** Start Provided records **

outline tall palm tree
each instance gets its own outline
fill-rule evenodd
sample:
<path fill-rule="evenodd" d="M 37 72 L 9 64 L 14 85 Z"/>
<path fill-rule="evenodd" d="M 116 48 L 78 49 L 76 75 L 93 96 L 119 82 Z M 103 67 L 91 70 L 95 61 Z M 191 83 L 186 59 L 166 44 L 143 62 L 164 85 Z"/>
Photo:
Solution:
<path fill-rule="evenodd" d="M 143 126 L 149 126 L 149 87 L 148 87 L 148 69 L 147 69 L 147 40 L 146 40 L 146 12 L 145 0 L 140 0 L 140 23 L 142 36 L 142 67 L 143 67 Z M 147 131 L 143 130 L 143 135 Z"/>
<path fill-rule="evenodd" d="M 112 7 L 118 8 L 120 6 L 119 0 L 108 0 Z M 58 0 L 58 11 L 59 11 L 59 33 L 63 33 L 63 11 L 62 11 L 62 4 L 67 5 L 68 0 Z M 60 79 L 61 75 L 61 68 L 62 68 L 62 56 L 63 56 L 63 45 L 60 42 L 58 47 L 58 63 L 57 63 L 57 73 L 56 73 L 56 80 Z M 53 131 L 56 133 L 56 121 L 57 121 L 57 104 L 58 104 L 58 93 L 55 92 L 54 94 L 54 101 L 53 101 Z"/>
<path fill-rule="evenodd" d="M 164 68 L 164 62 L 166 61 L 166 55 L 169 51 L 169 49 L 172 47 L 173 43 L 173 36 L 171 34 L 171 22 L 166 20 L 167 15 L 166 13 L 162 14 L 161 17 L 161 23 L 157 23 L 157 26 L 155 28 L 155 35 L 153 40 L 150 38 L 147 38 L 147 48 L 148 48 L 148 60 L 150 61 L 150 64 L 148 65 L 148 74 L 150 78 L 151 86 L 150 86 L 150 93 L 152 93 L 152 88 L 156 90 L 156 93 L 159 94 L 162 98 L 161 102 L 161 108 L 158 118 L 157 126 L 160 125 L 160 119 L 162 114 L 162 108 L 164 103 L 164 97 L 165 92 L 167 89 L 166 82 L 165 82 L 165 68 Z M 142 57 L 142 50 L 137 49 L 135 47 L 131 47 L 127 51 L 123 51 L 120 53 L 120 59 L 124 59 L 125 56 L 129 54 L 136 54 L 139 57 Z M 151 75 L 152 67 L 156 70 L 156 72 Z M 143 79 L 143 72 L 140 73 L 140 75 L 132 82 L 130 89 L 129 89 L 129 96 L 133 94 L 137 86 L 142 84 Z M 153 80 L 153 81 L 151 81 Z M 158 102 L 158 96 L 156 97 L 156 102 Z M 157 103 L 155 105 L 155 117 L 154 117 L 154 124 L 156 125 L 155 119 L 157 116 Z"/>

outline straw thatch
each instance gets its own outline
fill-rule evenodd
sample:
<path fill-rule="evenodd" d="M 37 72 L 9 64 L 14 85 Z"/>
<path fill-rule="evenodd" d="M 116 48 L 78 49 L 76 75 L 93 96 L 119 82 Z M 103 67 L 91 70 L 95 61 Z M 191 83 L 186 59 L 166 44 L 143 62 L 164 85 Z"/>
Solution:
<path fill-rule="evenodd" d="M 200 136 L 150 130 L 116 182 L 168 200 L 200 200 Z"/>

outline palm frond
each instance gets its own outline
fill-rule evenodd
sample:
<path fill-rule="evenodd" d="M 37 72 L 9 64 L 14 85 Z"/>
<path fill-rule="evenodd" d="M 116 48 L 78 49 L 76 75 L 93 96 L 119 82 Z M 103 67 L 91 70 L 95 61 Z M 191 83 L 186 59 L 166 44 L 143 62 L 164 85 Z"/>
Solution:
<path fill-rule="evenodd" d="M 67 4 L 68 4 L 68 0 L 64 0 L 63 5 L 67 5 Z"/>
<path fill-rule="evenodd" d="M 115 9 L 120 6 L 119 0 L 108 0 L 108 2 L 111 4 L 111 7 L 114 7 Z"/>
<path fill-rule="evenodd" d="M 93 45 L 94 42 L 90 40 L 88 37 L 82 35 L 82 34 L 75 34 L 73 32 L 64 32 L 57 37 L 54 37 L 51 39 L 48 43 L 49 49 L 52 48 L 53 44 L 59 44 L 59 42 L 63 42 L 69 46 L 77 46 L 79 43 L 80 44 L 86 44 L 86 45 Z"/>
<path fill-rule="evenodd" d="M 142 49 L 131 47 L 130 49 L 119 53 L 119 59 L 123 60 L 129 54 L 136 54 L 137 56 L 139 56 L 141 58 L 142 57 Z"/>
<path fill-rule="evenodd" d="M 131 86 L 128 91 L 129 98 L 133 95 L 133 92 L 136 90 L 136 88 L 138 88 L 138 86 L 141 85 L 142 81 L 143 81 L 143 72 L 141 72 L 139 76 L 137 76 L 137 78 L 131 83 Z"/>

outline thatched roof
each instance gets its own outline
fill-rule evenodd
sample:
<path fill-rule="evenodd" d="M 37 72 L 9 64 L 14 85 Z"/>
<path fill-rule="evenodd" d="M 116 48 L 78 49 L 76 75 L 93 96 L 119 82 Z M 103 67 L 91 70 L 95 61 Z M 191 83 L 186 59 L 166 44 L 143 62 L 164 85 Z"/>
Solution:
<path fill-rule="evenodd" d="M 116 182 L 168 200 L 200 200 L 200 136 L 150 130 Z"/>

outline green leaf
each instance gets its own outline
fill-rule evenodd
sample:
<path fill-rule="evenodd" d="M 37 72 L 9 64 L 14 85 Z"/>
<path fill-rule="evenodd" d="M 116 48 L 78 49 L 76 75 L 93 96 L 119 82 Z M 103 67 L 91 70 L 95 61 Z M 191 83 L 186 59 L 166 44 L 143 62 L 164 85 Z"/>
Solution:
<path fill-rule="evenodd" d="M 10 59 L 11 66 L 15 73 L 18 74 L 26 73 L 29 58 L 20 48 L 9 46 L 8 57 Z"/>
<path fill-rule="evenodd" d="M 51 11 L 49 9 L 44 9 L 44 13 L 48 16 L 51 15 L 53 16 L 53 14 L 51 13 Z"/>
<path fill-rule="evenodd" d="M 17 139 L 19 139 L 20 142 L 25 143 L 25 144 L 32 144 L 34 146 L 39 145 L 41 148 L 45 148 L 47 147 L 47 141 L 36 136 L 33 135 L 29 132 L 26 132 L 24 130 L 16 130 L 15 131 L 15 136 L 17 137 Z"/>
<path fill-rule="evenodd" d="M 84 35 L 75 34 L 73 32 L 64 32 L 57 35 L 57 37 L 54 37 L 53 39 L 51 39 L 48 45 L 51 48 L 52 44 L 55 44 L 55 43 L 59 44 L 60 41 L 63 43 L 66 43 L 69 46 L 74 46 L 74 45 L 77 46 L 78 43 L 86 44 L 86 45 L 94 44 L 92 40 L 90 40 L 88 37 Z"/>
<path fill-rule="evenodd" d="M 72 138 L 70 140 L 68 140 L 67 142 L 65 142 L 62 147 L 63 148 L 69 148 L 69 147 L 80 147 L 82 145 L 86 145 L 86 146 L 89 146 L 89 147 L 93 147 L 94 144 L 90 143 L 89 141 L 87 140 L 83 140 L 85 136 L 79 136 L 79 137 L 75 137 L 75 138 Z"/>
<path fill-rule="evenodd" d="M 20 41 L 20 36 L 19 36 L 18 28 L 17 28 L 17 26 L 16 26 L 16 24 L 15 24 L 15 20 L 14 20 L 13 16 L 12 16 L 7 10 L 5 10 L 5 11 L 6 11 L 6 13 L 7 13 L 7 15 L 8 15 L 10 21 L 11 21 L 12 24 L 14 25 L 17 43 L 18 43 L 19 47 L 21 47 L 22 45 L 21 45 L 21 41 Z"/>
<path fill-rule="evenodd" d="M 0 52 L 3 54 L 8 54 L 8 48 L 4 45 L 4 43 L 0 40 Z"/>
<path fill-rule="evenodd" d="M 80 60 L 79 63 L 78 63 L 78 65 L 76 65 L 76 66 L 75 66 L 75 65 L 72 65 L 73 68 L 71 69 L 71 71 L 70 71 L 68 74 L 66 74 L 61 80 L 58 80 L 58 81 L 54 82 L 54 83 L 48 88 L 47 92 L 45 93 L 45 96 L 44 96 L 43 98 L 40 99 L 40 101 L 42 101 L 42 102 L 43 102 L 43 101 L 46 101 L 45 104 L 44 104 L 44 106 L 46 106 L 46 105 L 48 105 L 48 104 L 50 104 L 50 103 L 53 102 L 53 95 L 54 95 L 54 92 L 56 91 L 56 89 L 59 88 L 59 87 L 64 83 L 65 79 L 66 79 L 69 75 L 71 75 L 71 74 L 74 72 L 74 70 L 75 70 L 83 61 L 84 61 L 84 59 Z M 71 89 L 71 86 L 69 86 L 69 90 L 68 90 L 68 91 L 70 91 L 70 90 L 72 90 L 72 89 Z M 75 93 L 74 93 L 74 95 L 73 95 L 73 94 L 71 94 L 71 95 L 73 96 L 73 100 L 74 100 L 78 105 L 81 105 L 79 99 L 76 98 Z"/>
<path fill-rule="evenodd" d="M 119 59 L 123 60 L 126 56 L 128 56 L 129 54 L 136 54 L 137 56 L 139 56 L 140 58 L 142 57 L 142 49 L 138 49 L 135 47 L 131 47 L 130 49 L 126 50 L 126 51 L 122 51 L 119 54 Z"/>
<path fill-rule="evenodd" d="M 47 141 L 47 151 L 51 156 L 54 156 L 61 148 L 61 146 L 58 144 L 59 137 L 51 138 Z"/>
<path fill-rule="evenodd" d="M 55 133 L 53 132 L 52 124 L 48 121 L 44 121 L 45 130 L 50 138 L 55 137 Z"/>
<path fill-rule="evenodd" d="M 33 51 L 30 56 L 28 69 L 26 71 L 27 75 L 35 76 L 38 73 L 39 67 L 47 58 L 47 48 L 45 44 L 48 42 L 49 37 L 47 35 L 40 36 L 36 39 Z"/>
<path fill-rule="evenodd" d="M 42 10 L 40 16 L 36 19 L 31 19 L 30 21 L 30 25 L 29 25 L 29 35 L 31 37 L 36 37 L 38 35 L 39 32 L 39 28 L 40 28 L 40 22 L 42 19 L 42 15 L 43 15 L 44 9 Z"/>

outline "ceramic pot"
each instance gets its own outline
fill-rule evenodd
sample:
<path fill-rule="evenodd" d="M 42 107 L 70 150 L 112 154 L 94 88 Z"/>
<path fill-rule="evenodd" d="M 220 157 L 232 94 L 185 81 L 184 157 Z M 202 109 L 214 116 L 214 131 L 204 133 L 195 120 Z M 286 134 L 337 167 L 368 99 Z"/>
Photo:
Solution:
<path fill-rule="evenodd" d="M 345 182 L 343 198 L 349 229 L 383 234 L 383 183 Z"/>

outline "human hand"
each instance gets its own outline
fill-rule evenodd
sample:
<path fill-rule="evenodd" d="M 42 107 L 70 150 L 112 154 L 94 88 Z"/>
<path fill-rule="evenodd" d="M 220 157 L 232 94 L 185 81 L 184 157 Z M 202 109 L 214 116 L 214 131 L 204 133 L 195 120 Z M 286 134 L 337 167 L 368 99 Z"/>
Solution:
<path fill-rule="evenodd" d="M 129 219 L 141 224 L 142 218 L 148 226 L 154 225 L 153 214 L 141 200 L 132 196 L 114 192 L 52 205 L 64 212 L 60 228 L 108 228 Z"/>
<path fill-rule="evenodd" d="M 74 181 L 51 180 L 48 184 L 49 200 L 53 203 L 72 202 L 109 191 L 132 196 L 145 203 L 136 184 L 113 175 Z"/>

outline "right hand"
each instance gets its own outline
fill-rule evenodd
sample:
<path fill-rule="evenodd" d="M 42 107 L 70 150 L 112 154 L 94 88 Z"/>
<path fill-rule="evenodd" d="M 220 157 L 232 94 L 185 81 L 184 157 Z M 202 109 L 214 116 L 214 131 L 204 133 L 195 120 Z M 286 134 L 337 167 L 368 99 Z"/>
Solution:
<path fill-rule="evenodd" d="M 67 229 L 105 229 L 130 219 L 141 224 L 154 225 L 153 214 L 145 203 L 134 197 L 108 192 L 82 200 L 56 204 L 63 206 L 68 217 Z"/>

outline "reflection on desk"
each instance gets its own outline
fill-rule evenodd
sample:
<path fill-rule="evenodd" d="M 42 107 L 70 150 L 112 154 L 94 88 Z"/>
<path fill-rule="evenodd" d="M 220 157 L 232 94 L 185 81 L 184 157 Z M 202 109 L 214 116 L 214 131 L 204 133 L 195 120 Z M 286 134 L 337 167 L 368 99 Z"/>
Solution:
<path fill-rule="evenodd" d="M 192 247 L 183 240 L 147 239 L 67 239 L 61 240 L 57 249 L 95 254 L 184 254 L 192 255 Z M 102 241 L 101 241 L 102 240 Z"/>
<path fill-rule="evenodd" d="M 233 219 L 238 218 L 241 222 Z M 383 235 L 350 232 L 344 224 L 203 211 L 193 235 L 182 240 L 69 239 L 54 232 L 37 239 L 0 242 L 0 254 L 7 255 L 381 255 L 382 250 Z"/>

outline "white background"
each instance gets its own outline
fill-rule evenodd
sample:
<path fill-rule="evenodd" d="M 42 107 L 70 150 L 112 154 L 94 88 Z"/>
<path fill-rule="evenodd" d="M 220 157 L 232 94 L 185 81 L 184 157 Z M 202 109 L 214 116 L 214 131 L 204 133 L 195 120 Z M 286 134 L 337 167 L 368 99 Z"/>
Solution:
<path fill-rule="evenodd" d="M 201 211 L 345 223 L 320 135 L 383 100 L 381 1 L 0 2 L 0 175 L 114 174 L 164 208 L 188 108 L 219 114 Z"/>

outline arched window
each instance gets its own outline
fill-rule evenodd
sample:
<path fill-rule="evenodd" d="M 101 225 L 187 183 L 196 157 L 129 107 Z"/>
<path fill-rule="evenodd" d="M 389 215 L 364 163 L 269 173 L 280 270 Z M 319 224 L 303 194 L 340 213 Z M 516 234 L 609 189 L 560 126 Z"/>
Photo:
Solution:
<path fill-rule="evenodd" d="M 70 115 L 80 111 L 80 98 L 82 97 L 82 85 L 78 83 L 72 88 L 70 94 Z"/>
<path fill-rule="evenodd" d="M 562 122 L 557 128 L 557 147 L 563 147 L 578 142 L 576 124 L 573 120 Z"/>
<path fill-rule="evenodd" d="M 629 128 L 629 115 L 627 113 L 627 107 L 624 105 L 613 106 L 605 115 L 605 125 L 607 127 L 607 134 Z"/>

** End Provided records **

**Exercise aim**
Set down the lines exactly as they appear, from the first line of the records up to and including the line with "112 7 L 118".

**Exercise result**
outline tall palm tree
each instance gets its own outline
fill-rule evenodd
sample:
<path fill-rule="evenodd" d="M 37 72 L 9 64 L 14 85 Z"/>
<path fill-rule="evenodd" d="M 116 48 L 78 49 L 76 75 L 93 96 L 119 82 Z M 103 67 L 91 70 L 95 61 Z M 191 83 L 186 59 L 166 44 L 143 62 L 164 85 Z"/>
Photo:
Solution:
<path fill-rule="evenodd" d="M 143 126 L 149 126 L 149 87 L 148 87 L 148 69 L 147 69 L 147 40 L 146 40 L 146 12 L 145 0 L 140 0 L 140 23 L 142 36 L 142 67 L 143 67 Z M 147 131 L 143 130 L 143 135 Z"/>
<path fill-rule="evenodd" d="M 112 7 L 118 8 L 120 6 L 119 0 L 108 0 Z M 58 0 L 58 11 L 59 11 L 59 33 L 63 33 L 63 11 L 62 11 L 62 4 L 67 5 L 68 0 Z M 60 79 L 61 75 L 61 68 L 62 68 L 62 56 L 63 56 L 63 45 L 60 42 L 58 47 L 58 63 L 57 63 L 57 73 L 56 73 L 56 80 Z M 53 131 L 56 133 L 56 121 L 57 121 L 57 104 L 58 104 L 58 93 L 55 92 L 54 94 L 54 101 L 53 101 Z"/>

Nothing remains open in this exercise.